# Supplied entries
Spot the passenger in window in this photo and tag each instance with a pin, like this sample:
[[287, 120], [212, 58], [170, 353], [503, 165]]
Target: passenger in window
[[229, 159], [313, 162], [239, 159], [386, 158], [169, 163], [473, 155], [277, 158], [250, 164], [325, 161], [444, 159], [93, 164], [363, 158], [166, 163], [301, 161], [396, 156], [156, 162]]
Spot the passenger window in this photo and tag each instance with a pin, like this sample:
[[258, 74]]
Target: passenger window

# What the exercise asks
For this exercise, write out all of the data exactly.

# Task answer
Spot the passenger in window in this photo and tag each instance with a pin, like this sample:
[[287, 120], [212, 58], [170, 353], [503, 165]]
Target: passenger in window
[[229, 159], [313, 162], [239, 159], [386, 158], [169, 163], [473, 155], [277, 158], [250, 164], [325, 161], [444, 159], [93, 164], [363, 158], [166, 163], [301, 161], [396, 156], [156, 162]]
Spot the passenger window in this photo and tag each instance with a pin, like this sample:
[[258, 74]]
Target: passenger window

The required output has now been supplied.